### STATED PROBLEM
From the line with "Locate every instance of the grassy hill in" through the final line, please write out the listing exactly, including both of those lines.

(Excerpts from point annotation data)
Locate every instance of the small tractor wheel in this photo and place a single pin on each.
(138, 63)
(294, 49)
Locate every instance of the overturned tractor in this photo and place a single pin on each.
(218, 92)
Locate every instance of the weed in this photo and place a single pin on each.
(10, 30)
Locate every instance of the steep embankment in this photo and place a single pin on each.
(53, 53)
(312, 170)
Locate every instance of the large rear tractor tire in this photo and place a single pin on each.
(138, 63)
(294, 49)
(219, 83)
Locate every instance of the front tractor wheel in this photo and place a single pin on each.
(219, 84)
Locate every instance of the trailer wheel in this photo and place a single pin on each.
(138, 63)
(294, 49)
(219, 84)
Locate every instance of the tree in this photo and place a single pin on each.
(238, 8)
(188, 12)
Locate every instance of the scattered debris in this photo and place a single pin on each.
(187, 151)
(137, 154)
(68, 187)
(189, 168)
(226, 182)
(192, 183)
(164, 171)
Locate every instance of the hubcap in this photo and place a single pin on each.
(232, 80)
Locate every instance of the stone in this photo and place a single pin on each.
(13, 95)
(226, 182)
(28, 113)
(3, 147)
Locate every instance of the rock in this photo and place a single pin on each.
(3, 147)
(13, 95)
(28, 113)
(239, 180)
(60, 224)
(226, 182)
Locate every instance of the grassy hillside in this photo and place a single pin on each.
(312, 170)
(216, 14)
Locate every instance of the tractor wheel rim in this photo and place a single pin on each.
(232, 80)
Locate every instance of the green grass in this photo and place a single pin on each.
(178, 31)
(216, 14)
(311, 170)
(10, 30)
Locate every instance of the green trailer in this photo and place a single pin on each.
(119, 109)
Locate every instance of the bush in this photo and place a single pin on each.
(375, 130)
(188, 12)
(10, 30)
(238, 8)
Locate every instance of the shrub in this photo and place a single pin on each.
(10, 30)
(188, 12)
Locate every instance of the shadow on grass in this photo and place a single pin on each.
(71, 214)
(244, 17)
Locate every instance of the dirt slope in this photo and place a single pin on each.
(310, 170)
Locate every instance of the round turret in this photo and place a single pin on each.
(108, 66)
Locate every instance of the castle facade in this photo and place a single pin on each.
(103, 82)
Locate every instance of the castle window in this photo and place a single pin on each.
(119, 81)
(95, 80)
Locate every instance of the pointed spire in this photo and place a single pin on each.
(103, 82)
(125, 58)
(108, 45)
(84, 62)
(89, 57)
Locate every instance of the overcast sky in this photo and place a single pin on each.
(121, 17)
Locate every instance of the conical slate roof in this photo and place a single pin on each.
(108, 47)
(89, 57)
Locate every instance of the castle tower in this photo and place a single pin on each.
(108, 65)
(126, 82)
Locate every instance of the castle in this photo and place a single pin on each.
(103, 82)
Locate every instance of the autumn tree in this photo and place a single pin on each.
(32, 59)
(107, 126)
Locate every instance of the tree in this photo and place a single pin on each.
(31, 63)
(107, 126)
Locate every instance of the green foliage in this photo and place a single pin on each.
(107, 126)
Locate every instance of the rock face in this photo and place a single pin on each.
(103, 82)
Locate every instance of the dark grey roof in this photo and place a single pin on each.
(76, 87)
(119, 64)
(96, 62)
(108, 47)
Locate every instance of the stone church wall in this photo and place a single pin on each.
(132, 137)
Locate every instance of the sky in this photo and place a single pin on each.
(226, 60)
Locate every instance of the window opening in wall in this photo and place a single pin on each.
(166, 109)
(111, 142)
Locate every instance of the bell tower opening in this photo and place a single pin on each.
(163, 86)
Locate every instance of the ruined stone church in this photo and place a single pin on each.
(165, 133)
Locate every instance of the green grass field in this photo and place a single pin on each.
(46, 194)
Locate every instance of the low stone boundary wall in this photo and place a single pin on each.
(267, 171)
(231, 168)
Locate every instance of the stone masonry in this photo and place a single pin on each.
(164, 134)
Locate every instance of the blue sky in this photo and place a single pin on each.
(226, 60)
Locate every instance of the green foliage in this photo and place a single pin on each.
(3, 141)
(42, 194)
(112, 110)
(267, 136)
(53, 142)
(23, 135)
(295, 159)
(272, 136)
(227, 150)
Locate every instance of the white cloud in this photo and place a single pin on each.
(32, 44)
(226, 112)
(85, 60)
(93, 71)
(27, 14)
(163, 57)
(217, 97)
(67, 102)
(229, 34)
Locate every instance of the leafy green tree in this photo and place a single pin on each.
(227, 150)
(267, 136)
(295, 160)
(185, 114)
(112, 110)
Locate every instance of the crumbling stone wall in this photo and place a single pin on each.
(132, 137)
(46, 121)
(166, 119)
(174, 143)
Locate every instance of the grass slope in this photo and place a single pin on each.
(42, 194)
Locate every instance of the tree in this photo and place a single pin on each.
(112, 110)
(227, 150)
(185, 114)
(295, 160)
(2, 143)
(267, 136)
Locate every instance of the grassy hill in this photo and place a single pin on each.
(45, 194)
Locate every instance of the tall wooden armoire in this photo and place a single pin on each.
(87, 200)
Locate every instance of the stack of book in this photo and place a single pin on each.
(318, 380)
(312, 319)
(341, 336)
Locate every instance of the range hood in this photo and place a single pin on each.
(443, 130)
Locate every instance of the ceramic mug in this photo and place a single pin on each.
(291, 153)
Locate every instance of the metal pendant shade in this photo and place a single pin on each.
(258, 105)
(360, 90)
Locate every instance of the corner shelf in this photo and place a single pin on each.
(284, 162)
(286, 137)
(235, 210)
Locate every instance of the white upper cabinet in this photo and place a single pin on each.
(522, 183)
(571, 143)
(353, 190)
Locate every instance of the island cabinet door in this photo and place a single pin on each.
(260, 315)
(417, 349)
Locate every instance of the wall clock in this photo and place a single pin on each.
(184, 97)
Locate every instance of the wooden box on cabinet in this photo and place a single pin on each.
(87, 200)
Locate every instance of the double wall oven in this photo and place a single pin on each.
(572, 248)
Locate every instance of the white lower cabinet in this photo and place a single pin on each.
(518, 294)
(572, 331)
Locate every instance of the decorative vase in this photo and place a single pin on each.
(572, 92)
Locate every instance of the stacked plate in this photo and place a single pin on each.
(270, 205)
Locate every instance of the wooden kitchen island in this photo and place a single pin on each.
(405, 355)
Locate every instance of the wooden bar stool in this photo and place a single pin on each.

### RESULT FOR THIS EXERCISE
Locate every instance of the grassy hill in this photo and place a single pin on each.
(45, 194)
Locate every instance of the tall wooden armoire in this photo and place a single pin on each.
(87, 200)
Locate every instance of the stack of book in this photo and place a single pin on each.
(318, 380)
(312, 319)
(341, 336)
Locate every instance of the range hood in this photo and place a single pin on each.
(443, 130)
Locate every instance of the ceramic mug in this photo and place a single pin on each.
(291, 153)
Locate every instance of the metal pendant shade in this photo and place a single pin on each.
(258, 105)
(360, 90)
Locate every instance of the corner shelf in this photo and place a single pin on each.
(284, 162)
(286, 137)
(235, 210)
Locate every instance of the white upper cabinet in this photo and place a single pin on each.
(522, 183)
(571, 143)
(353, 190)
Locate every instance of the island cabinet door in this photo and place a single pin on each.
(260, 315)
(417, 349)
Locate every instance of the wall clock in this photo and place a single pin on each.
(184, 97)
Locate every instance of the wooden box on cabinet in this photo and place a single pin on each.
(87, 200)
Locate every instance of the double wall oven in this photo and place a single pin on each.
(572, 248)
Locate every instance of the white lower cabinet in this photo and place a single pin on each.
(518, 294)
(572, 331)
Locate every instance of the decorative vase in this photo and place a single pin on each.
(572, 92)
Locate every instance of the stacked plate in this photo and place a single pin on each.
(270, 205)
Locate every instance of the wooden kitchen island in this photo and place a single pin on each.
(405, 355)
Locate every instance of the wooden bar stool in this photo and place a single pin on each.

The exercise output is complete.